→ What to work on
Output every line of the entries from the line containing "Place one keypoint on each instance of the plaza" through the last, exactly, with no other content.

>>>

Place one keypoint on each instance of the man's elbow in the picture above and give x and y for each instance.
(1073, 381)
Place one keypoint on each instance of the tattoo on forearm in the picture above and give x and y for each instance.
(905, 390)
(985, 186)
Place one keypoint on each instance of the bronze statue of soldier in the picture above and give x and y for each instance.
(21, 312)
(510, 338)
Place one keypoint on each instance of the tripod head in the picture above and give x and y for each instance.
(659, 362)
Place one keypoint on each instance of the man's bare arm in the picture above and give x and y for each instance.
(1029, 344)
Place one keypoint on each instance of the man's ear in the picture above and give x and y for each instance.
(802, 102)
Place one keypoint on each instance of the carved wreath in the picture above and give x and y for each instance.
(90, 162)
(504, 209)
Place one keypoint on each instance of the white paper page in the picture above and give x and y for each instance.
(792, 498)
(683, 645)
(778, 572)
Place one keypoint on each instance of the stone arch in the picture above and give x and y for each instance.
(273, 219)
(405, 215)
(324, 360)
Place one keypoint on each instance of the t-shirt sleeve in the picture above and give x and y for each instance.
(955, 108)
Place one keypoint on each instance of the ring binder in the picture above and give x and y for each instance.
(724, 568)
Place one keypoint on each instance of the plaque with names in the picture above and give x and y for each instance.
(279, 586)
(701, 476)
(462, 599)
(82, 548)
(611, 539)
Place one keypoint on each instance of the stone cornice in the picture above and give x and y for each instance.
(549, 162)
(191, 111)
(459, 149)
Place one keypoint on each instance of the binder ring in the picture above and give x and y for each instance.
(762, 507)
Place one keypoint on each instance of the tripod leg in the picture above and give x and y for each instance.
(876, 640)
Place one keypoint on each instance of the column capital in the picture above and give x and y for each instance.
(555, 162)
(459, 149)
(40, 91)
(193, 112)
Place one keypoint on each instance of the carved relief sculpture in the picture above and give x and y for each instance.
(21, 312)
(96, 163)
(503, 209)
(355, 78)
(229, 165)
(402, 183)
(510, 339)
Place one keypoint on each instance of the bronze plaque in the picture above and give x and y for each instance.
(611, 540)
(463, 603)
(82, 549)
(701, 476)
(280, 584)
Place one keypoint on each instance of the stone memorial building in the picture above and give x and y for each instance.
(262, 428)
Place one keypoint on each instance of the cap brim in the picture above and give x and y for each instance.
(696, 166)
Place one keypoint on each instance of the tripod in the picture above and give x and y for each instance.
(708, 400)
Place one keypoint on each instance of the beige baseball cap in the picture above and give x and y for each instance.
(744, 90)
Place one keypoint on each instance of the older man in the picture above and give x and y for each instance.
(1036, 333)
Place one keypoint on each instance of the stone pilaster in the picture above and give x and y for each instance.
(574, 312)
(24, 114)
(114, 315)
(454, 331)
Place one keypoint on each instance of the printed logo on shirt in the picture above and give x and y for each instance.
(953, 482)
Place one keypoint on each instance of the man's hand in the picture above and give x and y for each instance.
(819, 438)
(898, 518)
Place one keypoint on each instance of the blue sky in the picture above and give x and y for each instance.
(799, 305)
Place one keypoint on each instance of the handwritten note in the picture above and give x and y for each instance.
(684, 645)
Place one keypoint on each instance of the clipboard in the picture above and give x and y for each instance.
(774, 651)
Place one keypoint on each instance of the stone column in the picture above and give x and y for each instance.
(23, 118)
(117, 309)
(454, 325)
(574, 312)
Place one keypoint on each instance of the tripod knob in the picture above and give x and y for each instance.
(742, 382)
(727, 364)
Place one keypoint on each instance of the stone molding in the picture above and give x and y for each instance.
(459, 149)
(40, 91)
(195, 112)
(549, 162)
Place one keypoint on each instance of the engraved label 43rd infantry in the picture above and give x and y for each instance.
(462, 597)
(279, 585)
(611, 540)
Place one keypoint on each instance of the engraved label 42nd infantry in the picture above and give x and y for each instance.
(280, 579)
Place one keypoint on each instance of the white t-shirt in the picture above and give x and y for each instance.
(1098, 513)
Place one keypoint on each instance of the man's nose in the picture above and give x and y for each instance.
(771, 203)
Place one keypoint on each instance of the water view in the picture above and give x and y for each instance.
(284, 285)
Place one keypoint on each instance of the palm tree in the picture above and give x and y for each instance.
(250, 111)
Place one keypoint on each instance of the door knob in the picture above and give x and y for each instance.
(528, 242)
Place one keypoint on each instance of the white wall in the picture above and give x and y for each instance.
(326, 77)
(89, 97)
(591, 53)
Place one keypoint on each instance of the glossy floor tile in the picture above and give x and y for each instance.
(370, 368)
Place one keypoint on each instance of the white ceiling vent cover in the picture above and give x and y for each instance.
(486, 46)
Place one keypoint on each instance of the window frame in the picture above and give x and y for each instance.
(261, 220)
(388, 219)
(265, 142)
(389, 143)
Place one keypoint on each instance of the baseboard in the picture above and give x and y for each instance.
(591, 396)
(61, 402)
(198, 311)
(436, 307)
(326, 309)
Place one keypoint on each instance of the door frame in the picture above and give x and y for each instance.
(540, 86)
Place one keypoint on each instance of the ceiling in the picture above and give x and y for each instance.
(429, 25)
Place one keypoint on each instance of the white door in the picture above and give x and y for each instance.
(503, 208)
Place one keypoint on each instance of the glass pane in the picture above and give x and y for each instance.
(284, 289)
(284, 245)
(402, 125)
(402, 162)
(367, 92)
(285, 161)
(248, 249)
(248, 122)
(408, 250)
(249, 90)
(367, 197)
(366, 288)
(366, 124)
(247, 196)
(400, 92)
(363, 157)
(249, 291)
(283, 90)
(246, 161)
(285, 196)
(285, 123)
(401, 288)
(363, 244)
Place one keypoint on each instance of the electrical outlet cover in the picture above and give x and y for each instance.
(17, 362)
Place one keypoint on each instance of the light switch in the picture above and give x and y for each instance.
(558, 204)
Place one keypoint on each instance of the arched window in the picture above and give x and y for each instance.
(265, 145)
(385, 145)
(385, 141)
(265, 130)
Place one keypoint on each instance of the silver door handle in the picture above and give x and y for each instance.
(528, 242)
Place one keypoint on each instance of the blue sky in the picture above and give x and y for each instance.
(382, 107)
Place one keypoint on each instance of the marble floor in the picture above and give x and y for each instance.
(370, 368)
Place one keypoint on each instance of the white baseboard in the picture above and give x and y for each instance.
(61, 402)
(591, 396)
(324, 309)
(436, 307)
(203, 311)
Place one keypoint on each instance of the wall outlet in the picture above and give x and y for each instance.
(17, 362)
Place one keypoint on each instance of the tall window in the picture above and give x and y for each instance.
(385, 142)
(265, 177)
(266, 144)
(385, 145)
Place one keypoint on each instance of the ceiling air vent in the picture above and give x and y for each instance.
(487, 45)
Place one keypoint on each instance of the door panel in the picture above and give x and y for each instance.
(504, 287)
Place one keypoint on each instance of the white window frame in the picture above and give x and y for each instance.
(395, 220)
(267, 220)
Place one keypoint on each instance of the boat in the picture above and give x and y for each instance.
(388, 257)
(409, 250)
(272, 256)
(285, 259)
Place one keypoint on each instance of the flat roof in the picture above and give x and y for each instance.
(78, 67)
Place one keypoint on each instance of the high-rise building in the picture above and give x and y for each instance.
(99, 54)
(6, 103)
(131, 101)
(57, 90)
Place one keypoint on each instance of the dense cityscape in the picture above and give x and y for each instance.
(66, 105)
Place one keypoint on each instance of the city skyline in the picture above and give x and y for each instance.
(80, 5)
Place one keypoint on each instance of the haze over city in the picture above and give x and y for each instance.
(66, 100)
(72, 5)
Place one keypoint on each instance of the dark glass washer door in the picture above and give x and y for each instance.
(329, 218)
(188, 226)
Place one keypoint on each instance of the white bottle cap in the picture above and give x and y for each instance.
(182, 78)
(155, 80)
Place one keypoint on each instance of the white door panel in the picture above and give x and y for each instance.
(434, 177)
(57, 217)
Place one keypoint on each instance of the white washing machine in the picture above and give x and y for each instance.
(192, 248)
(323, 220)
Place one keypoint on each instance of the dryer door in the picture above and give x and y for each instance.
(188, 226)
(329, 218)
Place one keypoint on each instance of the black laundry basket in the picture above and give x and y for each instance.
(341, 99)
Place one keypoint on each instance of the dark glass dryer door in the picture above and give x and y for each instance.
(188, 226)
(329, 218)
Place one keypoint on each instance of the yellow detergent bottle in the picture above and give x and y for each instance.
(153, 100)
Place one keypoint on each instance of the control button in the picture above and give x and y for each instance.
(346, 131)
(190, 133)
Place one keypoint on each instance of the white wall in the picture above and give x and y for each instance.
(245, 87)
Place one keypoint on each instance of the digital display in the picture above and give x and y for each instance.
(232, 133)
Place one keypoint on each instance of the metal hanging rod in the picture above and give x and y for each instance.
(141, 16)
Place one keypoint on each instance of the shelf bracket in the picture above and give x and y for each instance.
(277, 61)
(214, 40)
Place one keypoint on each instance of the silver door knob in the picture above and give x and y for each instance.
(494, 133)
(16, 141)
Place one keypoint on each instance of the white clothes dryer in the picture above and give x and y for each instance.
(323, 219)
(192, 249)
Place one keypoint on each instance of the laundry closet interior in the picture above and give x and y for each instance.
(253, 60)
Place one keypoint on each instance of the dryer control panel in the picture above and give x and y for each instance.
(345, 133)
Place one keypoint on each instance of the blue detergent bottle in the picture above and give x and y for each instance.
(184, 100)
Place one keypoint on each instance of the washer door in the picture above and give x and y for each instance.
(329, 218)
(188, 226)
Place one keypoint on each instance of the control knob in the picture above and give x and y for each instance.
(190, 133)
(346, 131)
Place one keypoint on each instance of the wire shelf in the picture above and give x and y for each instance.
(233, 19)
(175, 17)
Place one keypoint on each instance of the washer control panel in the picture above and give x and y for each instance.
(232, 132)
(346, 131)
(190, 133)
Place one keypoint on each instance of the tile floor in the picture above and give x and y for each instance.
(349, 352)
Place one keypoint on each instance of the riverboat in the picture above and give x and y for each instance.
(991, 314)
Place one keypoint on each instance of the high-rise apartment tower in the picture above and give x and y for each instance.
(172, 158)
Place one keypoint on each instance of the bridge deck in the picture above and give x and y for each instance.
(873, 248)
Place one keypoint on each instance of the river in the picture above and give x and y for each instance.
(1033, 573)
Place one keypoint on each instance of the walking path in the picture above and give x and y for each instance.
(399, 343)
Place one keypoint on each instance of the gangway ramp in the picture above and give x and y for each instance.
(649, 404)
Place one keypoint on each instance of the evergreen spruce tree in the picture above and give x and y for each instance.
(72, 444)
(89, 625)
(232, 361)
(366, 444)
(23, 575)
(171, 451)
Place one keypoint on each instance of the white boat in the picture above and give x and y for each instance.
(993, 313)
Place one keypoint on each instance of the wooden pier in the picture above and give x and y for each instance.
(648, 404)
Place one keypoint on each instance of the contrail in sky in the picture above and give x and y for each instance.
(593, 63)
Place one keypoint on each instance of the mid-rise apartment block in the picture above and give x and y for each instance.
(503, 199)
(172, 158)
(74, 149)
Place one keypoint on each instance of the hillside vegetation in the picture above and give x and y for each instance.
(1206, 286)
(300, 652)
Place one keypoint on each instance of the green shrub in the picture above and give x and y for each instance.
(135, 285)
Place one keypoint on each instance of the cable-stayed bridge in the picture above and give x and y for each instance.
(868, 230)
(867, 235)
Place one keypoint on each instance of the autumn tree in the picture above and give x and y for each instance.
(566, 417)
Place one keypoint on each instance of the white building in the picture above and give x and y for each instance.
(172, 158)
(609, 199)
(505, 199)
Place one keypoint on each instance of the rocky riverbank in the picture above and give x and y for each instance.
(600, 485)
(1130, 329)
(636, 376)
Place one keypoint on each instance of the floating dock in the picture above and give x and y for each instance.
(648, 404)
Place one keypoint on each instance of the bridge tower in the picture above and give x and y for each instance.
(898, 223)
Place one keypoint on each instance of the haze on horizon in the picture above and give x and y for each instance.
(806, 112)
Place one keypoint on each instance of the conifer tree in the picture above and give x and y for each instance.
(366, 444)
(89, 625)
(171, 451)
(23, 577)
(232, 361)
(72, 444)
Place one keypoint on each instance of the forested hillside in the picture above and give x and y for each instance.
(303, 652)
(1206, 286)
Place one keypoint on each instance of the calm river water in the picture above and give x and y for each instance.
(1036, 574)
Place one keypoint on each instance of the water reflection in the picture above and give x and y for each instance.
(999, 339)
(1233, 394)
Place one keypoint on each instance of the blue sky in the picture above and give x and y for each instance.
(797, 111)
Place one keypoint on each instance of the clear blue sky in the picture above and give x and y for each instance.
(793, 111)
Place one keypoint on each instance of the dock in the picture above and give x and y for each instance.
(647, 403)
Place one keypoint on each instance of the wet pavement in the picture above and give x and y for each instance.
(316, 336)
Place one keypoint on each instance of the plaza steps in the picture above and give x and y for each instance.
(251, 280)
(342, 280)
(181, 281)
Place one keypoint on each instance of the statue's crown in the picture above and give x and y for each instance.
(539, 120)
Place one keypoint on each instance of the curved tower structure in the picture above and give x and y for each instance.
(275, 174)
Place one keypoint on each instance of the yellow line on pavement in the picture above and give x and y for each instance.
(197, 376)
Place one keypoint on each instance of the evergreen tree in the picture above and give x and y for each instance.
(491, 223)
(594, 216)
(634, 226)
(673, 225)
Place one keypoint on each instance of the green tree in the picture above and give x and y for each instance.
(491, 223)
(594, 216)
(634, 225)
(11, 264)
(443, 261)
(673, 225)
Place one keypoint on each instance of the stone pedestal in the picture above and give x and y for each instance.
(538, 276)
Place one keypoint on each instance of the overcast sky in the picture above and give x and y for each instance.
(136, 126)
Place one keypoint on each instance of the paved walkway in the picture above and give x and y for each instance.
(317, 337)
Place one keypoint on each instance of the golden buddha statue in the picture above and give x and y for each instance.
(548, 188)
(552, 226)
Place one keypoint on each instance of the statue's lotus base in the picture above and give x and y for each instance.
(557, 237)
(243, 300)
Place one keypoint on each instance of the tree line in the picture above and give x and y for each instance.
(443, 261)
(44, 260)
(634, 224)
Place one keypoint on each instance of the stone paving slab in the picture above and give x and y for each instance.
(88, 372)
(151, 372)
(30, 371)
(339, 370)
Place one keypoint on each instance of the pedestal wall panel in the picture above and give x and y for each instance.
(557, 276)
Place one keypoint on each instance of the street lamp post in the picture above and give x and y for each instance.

<<<

→ Output for this exercise
Place one keypoint on each instance of the plaza steps in the picture above and give x and y for each instance.
(251, 280)
(342, 280)
(181, 281)
Place one keypoint on each instance of the statue's crown in the picture above and give x and y for each instance.
(539, 120)
Place one keypoint on each instance of the curved tower structure in the picture above and give x and y for each instance.
(275, 174)
Place one keypoint on each instance of the yellow line on pavement in the picture above and give x and y for each instance.
(197, 376)
Place one keypoint on each instance of the evergreen tree in the picture above and give x and y for each instance.
(491, 223)
(594, 216)
(634, 226)
(673, 225)
Place one keypoint on each instance of the green tree in the picture above and give x and y for each instance.
(491, 223)
(594, 216)
(634, 225)
(11, 264)
(443, 261)
(673, 225)
Place one keypoint on each instance of the stone pedestal in the picture above and give x and y for each instance.
(538, 276)
Place one keypoint on each instance of the overcast sky in the picture above and give x and y for each instance.
(136, 126)
Place one keypoint on each instance of the paved walkway in the picture above and give x and y for each instance.
(317, 337)
Place one keypoint on each instance of the golden buddha statue in the picture above and give x and y for each instance.
(548, 188)
(552, 226)
Place one keypoint on each instance of the statue's lotus base in the picture above and give x and y for each instance.
(557, 237)
(243, 300)
Place one keypoint on each instance of the tree line in the picture above and give x and y for each instance.
(443, 261)
(44, 260)
(634, 224)
Place one keypoint on each instance of the stone paving slab in the picture above and give x and y for each instance.
(88, 372)
(151, 372)
(30, 371)
(339, 370)
Place one keypoint on each instance of the pedestal wall panel in the picture above and give x and y for each instance.
(557, 276)
Place one keypoint on each instance of the street lamp post in the picture above and give x and y for each instance.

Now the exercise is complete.